[Location identification items]
********

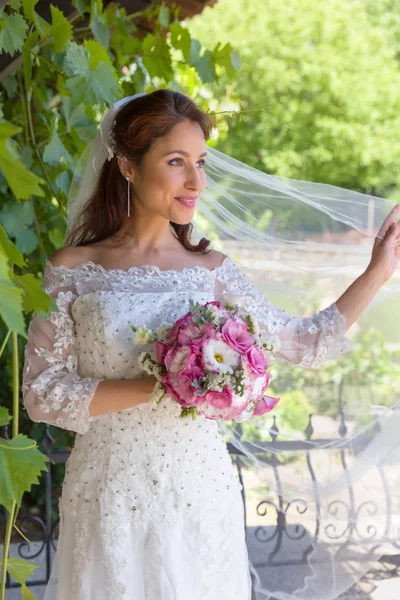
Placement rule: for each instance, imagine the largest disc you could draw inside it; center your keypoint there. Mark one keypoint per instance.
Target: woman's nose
(195, 178)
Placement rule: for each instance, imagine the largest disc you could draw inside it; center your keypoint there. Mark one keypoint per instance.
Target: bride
(151, 508)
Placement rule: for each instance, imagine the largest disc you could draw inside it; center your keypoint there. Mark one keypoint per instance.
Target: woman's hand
(386, 251)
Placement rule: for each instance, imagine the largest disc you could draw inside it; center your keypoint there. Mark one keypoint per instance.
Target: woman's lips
(190, 202)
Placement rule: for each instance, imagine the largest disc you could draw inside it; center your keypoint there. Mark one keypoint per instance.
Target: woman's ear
(125, 168)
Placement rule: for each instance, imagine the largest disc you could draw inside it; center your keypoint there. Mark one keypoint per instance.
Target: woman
(150, 507)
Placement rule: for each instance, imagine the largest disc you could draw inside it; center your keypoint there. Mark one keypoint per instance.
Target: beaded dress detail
(151, 506)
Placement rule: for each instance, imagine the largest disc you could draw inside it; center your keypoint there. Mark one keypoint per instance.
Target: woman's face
(172, 169)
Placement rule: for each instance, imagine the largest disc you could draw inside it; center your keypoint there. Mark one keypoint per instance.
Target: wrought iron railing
(272, 535)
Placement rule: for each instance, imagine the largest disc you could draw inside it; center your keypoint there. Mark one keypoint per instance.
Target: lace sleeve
(307, 341)
(52, 390)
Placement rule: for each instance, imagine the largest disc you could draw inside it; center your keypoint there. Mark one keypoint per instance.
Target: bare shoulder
(216, 258)
(70, 256)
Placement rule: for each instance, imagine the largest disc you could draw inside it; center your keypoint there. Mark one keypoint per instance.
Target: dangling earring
(129, 196)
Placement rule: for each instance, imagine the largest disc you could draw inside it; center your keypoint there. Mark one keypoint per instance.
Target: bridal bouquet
(213, 361)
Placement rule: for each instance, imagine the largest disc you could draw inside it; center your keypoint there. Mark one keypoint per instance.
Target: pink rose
(161, 351)
(221, 399)
(258, 361)
(195, 333)
(235, 334)
(265, 405)
(180, 387)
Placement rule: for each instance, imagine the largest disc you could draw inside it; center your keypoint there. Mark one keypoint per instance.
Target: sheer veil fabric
(322, 508)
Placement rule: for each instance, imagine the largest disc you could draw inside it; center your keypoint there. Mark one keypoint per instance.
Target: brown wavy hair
(138, 124)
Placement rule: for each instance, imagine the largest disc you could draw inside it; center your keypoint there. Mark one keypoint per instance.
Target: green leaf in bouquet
(10, 300)
(98, 25)
(34, 298)
(61, 29)
(21, 464)
(20, 569)
(10, 250)
(225, 57)
(192, 410)
(28, 9)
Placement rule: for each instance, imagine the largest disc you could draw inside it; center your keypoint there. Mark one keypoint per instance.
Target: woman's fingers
(395, 212)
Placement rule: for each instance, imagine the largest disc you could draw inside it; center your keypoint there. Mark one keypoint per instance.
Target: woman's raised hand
(385, 256)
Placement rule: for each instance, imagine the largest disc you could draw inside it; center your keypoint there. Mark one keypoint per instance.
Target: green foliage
(317, 94)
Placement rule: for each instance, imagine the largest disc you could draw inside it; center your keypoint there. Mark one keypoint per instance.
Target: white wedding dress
(151, 506)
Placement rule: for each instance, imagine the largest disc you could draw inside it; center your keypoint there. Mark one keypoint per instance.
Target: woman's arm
(113, 395)
(384, 260)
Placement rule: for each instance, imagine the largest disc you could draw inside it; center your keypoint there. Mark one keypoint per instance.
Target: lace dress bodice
(151, 507)
(89, 339)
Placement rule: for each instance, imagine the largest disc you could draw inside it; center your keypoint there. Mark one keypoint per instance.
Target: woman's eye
(203, 162)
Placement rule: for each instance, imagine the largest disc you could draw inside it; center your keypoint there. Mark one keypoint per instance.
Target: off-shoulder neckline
(89, 265)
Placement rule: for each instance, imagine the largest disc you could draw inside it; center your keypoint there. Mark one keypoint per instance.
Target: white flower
(162, 331)
(219, 357)
(142, 335)
(157, 371)
(157, 393)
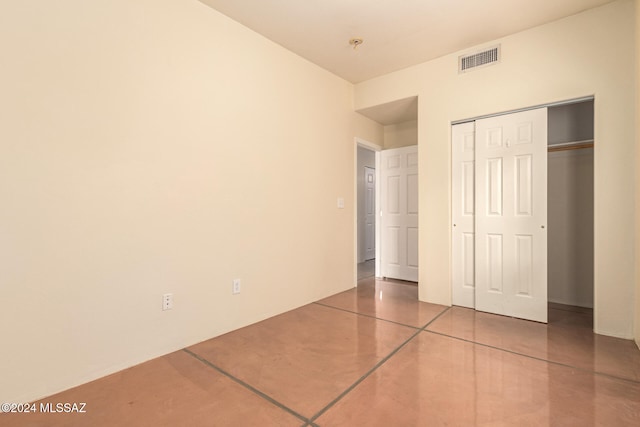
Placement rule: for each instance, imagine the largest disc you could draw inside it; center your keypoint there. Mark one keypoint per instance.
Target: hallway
(375, 355)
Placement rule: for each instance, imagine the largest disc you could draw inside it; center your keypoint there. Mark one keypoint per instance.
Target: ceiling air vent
(479, 59)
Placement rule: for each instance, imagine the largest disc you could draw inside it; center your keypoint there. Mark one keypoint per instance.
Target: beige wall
(153, 146)
(401, 134)
(591, 53)
(637, 223)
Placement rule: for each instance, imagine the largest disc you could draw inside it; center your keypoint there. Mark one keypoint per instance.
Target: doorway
(366, 224)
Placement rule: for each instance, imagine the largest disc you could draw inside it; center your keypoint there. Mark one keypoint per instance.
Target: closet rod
(571, 146)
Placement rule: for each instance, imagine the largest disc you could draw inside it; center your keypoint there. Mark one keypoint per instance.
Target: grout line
(375, 367)
(366, 315)
(566, 365)
(248, 386)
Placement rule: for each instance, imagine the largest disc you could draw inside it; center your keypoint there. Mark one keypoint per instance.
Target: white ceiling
(396, 33)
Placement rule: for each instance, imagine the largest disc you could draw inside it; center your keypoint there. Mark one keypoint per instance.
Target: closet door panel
(463, 213)
(511, 241)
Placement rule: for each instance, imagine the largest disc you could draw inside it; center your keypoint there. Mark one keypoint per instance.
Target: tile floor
(375, 356)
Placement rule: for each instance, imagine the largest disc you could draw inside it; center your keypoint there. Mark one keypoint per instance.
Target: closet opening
(570, 207)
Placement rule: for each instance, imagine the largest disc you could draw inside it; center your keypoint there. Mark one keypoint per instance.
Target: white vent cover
(479, 59)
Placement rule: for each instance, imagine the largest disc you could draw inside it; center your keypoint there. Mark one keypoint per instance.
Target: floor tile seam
(446, 309)
(366, 375)
(540, 359)
(249, 387)
(367, 315)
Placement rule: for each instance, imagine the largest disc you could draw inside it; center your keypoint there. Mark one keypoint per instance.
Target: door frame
(359, 142)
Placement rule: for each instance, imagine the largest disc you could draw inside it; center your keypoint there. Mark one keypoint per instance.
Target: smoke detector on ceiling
(355, 42)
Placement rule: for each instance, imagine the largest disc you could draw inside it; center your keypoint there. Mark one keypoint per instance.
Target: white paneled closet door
(463, 220)
(511, 215)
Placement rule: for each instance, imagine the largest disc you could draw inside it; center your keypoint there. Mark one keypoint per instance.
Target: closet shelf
(576, 145)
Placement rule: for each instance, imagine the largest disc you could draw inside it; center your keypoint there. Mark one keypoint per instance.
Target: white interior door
(369, 213)
(399, 176)
(463, 219)
(511, 215)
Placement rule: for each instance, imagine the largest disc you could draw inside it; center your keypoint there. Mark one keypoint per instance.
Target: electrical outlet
(167, 302)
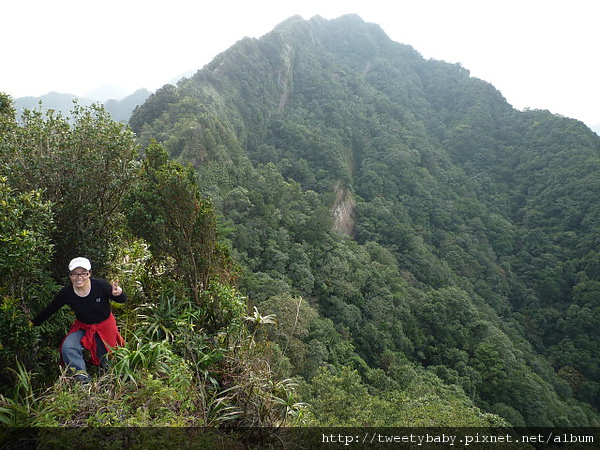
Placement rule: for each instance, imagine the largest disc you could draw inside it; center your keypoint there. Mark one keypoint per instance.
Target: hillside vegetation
(320, 227)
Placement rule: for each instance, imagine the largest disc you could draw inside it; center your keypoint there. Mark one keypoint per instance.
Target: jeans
(72, 352)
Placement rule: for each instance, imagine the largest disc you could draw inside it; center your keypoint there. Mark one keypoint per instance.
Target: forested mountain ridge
(473, 226)
(320, 228)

********

- Task: Locate every line in the data above that contains the word "closet", and copy each of those lines.

- Output for this task:
Target: closet rod
Target: closet door panel
Target: closet opening
Target: white paneled closet door
Target: closet shelf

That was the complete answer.